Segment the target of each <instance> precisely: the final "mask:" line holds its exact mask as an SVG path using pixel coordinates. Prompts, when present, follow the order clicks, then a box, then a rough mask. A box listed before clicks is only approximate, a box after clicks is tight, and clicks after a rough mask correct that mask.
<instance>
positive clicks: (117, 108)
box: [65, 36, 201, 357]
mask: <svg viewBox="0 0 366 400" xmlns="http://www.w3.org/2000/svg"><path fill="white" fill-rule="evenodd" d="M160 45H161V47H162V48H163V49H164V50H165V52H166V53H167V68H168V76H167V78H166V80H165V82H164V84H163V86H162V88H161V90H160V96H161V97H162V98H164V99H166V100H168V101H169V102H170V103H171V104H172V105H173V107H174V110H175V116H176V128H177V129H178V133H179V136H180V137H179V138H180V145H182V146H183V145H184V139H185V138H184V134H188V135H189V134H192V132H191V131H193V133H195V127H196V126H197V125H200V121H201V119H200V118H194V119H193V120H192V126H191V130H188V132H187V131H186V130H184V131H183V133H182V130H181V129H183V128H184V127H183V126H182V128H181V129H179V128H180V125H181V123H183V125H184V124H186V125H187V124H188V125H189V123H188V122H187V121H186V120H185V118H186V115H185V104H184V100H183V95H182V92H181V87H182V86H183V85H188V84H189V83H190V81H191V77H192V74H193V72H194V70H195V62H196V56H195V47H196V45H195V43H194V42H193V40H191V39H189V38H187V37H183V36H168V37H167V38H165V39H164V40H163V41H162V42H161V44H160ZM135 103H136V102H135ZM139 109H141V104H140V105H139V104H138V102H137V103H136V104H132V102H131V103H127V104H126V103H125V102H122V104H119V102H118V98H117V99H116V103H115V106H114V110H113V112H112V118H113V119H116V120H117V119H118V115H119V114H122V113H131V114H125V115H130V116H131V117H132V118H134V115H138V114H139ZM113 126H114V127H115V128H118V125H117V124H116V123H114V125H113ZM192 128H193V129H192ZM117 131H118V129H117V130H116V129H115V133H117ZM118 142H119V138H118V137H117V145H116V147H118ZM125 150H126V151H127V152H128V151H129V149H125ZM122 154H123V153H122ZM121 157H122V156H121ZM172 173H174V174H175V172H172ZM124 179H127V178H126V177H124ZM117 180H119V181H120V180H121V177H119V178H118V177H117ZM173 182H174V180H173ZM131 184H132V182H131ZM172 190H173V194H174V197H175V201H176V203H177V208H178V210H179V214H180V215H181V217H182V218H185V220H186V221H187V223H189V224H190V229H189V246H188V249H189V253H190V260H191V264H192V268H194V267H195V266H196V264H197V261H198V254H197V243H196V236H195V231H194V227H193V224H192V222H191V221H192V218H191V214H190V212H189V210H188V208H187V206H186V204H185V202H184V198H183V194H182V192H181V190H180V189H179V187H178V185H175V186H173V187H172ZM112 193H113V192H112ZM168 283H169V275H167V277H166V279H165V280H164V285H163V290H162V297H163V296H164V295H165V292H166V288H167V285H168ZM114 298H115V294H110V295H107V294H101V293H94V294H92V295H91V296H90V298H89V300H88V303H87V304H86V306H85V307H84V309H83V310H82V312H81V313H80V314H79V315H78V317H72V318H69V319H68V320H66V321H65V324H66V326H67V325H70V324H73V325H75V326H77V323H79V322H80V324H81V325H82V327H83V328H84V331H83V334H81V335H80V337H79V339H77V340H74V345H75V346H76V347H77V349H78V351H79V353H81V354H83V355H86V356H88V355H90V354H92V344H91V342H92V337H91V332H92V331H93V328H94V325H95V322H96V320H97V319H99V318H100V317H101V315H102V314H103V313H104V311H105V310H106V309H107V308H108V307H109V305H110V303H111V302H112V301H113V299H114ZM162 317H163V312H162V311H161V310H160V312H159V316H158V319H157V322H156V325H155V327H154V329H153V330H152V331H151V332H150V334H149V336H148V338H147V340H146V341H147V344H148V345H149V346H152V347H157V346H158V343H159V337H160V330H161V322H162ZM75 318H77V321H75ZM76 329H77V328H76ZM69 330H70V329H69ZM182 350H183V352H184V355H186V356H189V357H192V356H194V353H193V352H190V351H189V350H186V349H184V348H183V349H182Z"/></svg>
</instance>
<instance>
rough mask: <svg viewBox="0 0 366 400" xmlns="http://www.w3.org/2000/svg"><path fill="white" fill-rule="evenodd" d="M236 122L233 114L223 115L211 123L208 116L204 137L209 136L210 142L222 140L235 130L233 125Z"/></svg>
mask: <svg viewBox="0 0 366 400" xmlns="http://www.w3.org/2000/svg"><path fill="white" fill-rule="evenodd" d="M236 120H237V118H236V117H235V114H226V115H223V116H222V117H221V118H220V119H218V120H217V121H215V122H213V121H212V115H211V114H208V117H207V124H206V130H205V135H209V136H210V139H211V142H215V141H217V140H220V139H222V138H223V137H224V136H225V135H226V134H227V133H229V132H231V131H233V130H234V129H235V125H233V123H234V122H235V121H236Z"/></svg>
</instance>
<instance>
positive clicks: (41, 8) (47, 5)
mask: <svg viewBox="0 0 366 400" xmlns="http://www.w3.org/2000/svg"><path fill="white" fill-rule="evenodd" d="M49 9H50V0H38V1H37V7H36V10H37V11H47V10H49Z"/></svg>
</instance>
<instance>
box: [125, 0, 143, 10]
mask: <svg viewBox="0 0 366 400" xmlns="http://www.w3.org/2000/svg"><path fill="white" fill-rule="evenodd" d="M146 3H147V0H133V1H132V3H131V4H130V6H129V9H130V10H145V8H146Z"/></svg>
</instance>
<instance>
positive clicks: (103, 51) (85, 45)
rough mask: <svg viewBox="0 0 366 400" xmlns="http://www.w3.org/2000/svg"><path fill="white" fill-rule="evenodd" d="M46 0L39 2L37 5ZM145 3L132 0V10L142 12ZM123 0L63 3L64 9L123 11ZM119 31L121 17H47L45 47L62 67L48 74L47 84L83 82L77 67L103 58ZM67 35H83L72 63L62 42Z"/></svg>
++++++++
Required action:
In your answer, repeat each line of the material word for word.

Finished task:
Segment the target of each <instance> precisely: the final "mask:" line holds its exact mask as an SVG path using pixel coordinates. Prompts, when present, follow the order clicks, then a box, then a rough mask. A box listed before clicks is only approximate, a box after clicks is tight, and clicks after a rough mask correct that mask.
<instance>
positive clicks: (117, 108)
box: [65, 36, 201, 357]
mask: <svg viewBox="0 0 366 400" xmlns="http://www.w3.org/2000/svg"><path fill="white" fill-rule="evenodd" d="M160 45H161V47H162V48H163V49H164V50H165V52H166V53H167V68H168V76H167V78H166V80H165V82H164V84H163V86H162V88H161V90H160V96H161V97H162V98H164V99H166V100H168V101H169V102H170V103H171V104H172V105H173V107H174V110H175V116H176V128H177V129H178V133H179V136H180V137H179V138H180V145H182V146H183V145H184V139H185V138H184V134H188V135H189V134H192V132H191V131H193V133H195V127H196V126H197V125H200V121H201V119H200V118H194V119H193V120H192V126H191V130H188V132H187V131H186V130H184V131H183V133H182V130H181V129H183V128H184V127H183V126H182V128H181V129H179V128H180V125H181V123H183V125H184V124H186V125H187V124H188V125H189V123H188V122H187V121H186V120H185V118H186V115H185V104H184V100H183V95H182V92H181V87H182V86H183V85H188V84H189V83H190V81H191V77H192V74H193V72H194V70H195V62H196V56H195V47H196V45H195V43H194V42H193V40H191V39H189V38H187V37H183V36H168V37H167V38H165V39H164V40H163V41H162V42H161V44H160ZM135 103H136V102H135ZM139 109H141V104H140V105H139V104H138V102H137V103H136V104H132V102H131V103H127V104H126V103H125V102H122V104H119V102H118V98H117V99H116V103H115V106H114V110H113V112H112V118H113V119H116V120H117V119H118V115H119V114H122V113H131V114H125V115H130V116H131V117H132V118H134V115H138V114H139ZM113 126H114V127H115V128H118V125H117V124H116V123H114V125H113ZM192 128H193V129H192ZM117 131H118V129H117V130H116V129H115V133H117ZM118 142H119V138H118V137H117V145H116V147H118ZM125 150H126V151H127V152H128V151H129V149H125ZM122 154H123V153H122ZM121 157H122V156H121ZM172 173H174V174H175V172H172ZM124 179H127V178H126V177H124ZM117 180H119V181H120V180H121V177H119V178H118V177H117ZM173 182H174V180H173ZM131 184H132V182H131ZM172 190H173V194H174V197H175V201H176V203H177V208H178V210H179V214H180V215H181V217H182V218H185V220H186V221H187V223H189V224H190V229H189V246H188V249H189V253H190V260H191V264H192V268H194V267H195V266H196V264H197V261H198V254H197V243H196V236H195V231H194V227H193V224H192V222H191V221H192V218H191V214H190V212H189V210H188V208H187V206H186V204H185V202H184V198H183V194H182V192H181V190H180V189H179V187H178V185H175V186H173V187H172ZM112 193H113V192H112ZM168 283H169V275H167V277H166V279H165V280H164V285H163V290H162V297H163V296H164V295H165V292H166V288H167V285H168ZM114 298H115V294H110V295H107V294H101V293H94V294H92V295H91V296H90V298H89V300H88V303H87V304H86V306H85V307H84V309H83V310H82V312H81V313H80V314H79V315H78V317H72V318H69V319H68V320H66V321H65V324H66V326H67V325H70V324H73V325H75V326H77V323H79V322H80V324H81V325H82V327H83V328H84V331H83V334H81V335H80V337H79V339H77V340H74V345H75V346H76V347H77V349H78V351H79V353H81V354H83V355H86V356H88V355H90V354H92V344H91V342H92V337H91V332H92V331H93V328H94V325H95V322H96V320H97V319H99V318H100V317H101V315H102V314H103V313H104V311H105V310H106V309H107V308H108V307H109V305H110V303H111V302H112V301H113V299H114ZM162 317H163V312H162V311H161V310H160V312H159V316H158V319H157V322H156V325H155V327H154V329H153V330H152V331H151V332H150V334H149V336H148V338H147V340H146V341H147V344H148V345H149V346H152V347H157V346H158V343H159V337H160V330H161V322H162ZM75 318H77V321H75ZM76 329H77V328H76ZM69 330H70V329H69ZM182 350H183V352H184V355H186V356H189V357H192V356H194V353H193V352H190V351H189V350H186V349H184V348H183V349H182Z"/></svg>
</instance>
<instance>
rough mask: <svg viewBox="0 0 366 400" xmlns="http://www.w3.org/2000/svg"><path fill="white" fill-rule="evenodd" d="M236 122L233 114L223 115L211 123L208 116L204 137L209 136L210 142L222 140L235 130L233 125Z"/></svg>
mask: <svg viewBox="0 0 366 400" xmlns="http://www.w3.org/2000/svg"><path fill="white" fill-rule="evenodd" d="M236 120H237V118H236V117H235V114H226V115H223V116H222V117H221V118H220V119H218V120H217V121H215V122H213V121H212V115H211V114H208V117H207V124H206V130H205V135H209V136H210V139H211V142H215V141H217V140H220V139H222V138H223V137H224V136H225V135H226V134H227V133H229V132H231V131H233V130H234V129H235V125H233V123H234V122H235V121H236Z"/></svg>
</instance>
<instance>
positive clicks: (41, 8) (47, 5)
mask: <svg viewBox="0 0 366 400" xmlns="http://www.w3.org/2000/svg"><path fill="white" fill-rule="evenodd" d="M49 9H50V0H38V1H37V7H36V10H37V11H47V10H49Z"/></svg>
</instance>
<instance>
box: [125, 0, 143, 10]
mask: <svg viewBox="0 0 366 400" xmlns="http://www.w3.org/2000/svg"><path fill="white" fill-rule="evenodd" d="M146 3H147V0H133V1H132V3H131V4H130V6H129V9H130V10H145V8H146Z"/></svg>
</instance>
<instance>
positive clicks: (103, 51) (85, 45)
rough mask: <svg viewBox="0 0 366 400" xmlns="http://www.w3.org/2000/svg"><path fill="white" fill-rule="evenodd" d="M46 0L39 2L37 5ZM145 3L132 0V10L142 12ZM123 0L63 3L64 9L123 11ZM119 31L121 17H47L45 47L62 67L48 74L47 84L83 82L77 67L103 58ZM67 35H83L72 63L62 42Z"/></svg>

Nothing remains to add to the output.